I dont think its fair at all for a child to be ridiculed by people at all. I can say that I was never ridiculed in a malicious way about it though. Remember, I grew up living with an openly gay parent so I speak from expeirance. I also work at a school and am aware that this does happen, though. Other people ridicule because they dont understand or chose not to. Im sure kids in the 70's were ridiculed by their peers for having a black father and a white mother, or vice versa. Still doesnt mean they shouldnt have the right to marry. You and I think of homosexuality very differently, I beleive that it is genetic, you beleive it to be a choice, so on that you and I will need to agree to disagree until definitive proof proves otherwise.


----------



## tommym27

i can't help but notice that justanotherparatrooper, can't help but refer to how 30 years ago gays were where they belonged and it was wrong and blah blah blah...just 40 years ago blacks weren't looked too kindly upon...was that right too?? just because it was accepted at one point in time as "right" doesn't mean it was right...

Who cares if they get married...the way I look at it is, heterosexuals can't get marriage right. what's the divorce rate up to now like 60%? that's real encouraging about this "sacred" vow...kids in high school break up less often. Homosexuals who are truly in love and are willing to take all of the bullshit thrown at them to be married, see if they get divorced.


----------



## justanotherparatrooper

time changes perception...i just dont like the direction this is heading and so far Im still in the majority. I hope Im proven wrong as ive got kids and grandchildren. Id like to think the world will still have some standard of right and wrong in the future.


----------



## tommym27

so we'll give you some time to change your perception on this one :-D 

i just feel that this is one of those dragged out useless battles...chicken and the egg type argument. neither side understands the other and neither wants to change. makes for some fun debates ha


----------



## justanotherparatrooper

yes it does and Im pretty sure I dropped about 50 ft on some peoples opinons bout me. no matter, i 'll deal


----------



## frapmpd24

> Originally Posted by *4ransom* 49 other states recognize that it is wrong... must massachusetts be that ignorant and believe they are the only ones who see it right?





justanotherparatrooper said:


> only because of a one judge majority on the ma. supreme court!


I find it ironic that the SJC which ruled in favor of gay marriage in the first place and paved the way for marriage licenses to be issued to same sex couples, turned around and essentially spanked the legislature in their recent ruling when the law makers wanted to support gay marriage by procedurally adjourning and not allowing an opportunity for a ballot question. Equally interesting is how they made it clear in their ruling that the legislators are responsible to the people/voters, because let us remember, they're not.

◆ Questions
1. In the thread on same-sex marriage, rewrite the paragraph beginning "Who cares if they get married" as a short bulleted list that keeps its main points.
2. Answer these questions about the thread on same-sex marriage.
(a) Where does the writer of the first paragraph work?
(b) Who does justanotherparatrooper say he has that makes him hope he is proven wrong?
(c) Which court does frapmpd24 say first ruled in favor of gay marriage?
The lines that come after this forum thread on same-sex marriage are separate material.

◆ Material provided
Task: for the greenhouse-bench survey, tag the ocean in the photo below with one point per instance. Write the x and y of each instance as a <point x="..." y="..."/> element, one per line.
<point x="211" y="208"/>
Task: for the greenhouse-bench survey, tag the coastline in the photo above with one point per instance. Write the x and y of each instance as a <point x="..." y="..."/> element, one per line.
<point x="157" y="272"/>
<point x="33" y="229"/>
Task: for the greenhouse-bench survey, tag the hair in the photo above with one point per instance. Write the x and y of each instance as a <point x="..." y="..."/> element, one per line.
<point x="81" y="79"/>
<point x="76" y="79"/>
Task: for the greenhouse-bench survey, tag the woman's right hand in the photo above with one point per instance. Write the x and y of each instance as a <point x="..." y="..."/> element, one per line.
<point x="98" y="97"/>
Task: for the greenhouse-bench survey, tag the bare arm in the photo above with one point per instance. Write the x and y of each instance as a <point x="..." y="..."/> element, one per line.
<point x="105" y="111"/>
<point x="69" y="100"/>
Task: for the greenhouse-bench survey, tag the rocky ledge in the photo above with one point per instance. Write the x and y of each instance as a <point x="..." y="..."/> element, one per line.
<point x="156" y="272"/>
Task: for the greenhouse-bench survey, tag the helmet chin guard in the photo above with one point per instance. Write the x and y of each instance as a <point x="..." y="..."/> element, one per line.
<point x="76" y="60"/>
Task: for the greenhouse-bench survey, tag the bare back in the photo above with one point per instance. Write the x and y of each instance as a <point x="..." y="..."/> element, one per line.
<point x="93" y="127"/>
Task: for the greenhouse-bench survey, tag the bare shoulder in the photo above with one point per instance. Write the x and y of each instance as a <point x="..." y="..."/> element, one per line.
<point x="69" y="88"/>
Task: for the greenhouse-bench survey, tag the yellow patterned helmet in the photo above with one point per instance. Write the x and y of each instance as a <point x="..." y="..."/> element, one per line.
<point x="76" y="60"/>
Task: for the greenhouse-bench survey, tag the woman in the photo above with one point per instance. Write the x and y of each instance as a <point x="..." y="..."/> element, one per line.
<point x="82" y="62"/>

◆ Results of the exercise
1.
- The writer does not mind whether gay couples marry.
- In the writer's view, heterosexuals cannot get marriage right, with a divorce rate of about 60%.
- The writer calls that rate discouraging for a "sacred" vow and says high school couples break up less often.
- The writer invites readers to see whether homosexuals who are truly in love and willing to endure the abuse aimed at them would divorce.

2.
(a) At a school.
(b) Kids and grandchildren.
(c) The SJC.